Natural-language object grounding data
- Opening Delimiter -

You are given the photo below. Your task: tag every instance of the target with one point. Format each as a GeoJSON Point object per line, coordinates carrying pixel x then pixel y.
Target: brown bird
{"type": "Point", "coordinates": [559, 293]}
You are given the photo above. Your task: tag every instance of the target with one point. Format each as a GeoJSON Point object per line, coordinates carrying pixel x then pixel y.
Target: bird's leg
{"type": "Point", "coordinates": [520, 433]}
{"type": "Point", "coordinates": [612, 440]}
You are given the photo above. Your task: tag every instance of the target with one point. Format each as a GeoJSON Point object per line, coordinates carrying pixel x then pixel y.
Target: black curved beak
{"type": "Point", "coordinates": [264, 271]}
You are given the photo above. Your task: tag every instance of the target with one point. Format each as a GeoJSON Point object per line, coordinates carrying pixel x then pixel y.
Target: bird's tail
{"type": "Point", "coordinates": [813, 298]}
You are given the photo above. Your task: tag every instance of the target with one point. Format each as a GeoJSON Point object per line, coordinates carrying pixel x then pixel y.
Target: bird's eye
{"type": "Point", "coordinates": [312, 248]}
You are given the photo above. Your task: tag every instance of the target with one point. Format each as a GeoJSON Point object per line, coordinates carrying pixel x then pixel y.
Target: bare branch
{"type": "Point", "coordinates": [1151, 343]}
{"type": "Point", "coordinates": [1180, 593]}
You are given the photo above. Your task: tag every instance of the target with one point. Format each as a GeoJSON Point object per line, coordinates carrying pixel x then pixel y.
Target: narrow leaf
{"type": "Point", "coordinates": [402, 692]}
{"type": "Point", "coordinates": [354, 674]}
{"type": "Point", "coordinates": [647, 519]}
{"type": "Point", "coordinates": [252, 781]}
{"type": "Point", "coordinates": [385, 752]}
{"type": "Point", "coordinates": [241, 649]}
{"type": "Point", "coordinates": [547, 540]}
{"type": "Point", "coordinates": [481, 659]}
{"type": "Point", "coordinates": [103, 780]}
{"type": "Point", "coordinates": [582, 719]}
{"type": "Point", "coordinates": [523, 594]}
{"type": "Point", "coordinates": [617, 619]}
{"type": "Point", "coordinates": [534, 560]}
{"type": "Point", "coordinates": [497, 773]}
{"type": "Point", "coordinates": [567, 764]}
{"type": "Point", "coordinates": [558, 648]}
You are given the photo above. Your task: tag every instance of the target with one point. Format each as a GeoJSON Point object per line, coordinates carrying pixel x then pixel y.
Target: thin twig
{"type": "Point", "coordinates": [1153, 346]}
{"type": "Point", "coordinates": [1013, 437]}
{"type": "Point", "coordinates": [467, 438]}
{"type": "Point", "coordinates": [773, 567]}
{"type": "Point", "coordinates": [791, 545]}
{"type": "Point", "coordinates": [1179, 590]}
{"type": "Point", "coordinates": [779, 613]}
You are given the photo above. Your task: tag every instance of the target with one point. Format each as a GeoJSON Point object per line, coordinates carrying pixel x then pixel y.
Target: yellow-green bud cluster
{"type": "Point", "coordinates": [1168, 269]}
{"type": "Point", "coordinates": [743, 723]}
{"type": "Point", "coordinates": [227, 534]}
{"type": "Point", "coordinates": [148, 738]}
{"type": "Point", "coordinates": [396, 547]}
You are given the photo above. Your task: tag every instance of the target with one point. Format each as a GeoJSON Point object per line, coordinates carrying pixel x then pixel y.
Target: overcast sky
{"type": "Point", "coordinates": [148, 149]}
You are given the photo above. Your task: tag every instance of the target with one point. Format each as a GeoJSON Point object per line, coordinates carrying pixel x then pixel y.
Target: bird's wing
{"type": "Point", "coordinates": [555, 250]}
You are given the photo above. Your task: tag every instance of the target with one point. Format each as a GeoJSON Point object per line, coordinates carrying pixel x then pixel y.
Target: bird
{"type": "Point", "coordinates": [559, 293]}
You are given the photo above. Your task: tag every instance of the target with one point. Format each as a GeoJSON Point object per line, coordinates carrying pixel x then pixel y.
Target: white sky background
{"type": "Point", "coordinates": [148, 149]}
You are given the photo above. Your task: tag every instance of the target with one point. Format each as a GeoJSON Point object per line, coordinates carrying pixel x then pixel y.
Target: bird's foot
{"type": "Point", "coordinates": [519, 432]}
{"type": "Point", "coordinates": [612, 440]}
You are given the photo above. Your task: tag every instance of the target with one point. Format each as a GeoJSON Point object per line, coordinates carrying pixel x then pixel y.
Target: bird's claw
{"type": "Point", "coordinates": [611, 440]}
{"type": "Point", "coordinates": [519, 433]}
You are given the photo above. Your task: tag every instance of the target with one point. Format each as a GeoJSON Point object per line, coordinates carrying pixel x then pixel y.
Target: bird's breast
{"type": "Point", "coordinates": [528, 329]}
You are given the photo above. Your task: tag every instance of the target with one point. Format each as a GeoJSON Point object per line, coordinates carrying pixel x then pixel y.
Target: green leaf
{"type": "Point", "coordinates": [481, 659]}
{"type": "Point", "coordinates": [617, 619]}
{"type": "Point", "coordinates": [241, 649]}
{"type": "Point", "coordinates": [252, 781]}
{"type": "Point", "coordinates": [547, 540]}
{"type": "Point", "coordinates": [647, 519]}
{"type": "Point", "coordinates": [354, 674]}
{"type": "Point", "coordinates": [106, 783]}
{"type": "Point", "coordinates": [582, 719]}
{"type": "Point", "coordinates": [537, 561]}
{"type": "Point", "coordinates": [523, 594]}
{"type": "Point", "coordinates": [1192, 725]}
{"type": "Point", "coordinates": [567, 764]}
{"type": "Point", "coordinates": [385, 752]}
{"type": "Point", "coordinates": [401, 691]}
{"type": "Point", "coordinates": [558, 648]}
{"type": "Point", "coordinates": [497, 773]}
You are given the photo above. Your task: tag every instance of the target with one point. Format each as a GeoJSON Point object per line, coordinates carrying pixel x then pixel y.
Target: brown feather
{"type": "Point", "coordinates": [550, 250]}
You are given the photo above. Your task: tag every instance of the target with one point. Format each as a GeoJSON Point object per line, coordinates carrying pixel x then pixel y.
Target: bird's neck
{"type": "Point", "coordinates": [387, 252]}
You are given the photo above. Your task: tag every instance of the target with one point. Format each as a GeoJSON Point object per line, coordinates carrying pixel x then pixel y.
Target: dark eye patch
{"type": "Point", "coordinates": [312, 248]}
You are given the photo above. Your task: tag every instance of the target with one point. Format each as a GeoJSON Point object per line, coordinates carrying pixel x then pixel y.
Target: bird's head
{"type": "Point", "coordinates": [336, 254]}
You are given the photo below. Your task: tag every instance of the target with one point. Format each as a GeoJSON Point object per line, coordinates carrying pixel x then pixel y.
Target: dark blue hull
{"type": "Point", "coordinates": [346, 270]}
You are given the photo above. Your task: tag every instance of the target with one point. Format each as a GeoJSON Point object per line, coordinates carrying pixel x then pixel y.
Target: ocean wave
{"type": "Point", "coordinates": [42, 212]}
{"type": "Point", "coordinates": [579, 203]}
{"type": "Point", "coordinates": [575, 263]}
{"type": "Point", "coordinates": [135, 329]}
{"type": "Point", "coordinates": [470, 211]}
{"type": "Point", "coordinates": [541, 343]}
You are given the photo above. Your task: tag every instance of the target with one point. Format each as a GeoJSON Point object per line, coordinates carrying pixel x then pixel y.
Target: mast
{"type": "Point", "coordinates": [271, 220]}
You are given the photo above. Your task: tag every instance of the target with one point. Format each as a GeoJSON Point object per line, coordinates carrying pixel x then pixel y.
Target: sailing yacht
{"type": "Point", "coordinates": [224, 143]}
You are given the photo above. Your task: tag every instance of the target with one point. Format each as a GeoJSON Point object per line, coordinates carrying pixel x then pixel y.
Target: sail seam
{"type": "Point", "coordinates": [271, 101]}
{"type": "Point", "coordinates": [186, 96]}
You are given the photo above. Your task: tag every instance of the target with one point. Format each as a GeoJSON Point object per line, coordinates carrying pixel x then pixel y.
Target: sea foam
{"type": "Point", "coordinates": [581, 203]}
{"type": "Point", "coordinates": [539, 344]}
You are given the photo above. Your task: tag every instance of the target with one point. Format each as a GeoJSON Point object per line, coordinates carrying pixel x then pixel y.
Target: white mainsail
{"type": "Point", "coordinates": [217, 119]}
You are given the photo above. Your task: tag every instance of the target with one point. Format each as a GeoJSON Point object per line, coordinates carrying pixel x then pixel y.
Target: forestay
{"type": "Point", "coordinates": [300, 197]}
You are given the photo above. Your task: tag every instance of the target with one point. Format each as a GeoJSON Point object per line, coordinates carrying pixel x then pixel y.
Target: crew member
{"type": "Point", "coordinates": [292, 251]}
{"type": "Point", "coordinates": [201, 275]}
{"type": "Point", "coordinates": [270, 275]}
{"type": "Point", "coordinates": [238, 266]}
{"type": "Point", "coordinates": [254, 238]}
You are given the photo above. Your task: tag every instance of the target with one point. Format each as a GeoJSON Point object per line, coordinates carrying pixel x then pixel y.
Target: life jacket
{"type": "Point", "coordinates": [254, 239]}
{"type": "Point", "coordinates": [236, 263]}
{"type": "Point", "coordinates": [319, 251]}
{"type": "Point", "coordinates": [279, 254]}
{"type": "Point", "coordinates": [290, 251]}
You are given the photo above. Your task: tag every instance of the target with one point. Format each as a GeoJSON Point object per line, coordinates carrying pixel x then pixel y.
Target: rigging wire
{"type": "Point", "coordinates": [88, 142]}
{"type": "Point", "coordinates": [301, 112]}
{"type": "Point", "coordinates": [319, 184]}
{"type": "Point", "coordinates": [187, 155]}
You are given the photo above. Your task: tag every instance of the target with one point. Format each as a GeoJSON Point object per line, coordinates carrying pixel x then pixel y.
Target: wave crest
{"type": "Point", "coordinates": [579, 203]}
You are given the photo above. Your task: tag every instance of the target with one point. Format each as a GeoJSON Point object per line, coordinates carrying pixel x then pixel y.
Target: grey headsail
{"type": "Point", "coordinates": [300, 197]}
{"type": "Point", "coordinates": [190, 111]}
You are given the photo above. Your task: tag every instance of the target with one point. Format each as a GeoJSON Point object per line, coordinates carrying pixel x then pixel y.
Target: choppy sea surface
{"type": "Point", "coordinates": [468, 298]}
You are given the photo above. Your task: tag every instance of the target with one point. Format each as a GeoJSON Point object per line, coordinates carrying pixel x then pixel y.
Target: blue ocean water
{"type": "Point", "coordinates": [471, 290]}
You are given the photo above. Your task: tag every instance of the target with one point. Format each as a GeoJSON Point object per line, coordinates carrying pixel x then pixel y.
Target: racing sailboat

- Closing Delimiter -

Beginning at the line containing "Target: choppy sea surface", repeat each line exactly through the last line of the entries, and include no other lines.

Target: choppy sea surface
{"type": "Point", "coordinates": [468, 298]}
You are given the photo above. Your task: tag every instance of the target with one point. Format each as a GeoJSON Point object per line, coordinates carrying pixel x then pixel y.
Target: blue ocean water
{"type": "Point", "coordinates": [471, 290]}
You are given the photo above. Your task: tag every instance of the target with one point. Format each as a GeoJSON Point object per line, coordinates carrying pixel x then pixel y.
Target: racing sailboat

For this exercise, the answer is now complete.